[BEGIN RECORD EXCERPTS]

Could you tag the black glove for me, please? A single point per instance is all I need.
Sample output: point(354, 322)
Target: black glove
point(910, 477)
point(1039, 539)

[END RECORD EXCERPTS]

GIVEN INSTRUCTION: Could you write out every line of the records again, requests included, adding -30 to each coordinate in the answer points while leaving the numbers in the requests and the sample output unchanged?

THE OUTPUT:
Could you tag the black glove for me, please? A single point per instance is all I need.
Sample output: point(354, 322)
Target: black glove
point(880, 447)
point(1009, 509)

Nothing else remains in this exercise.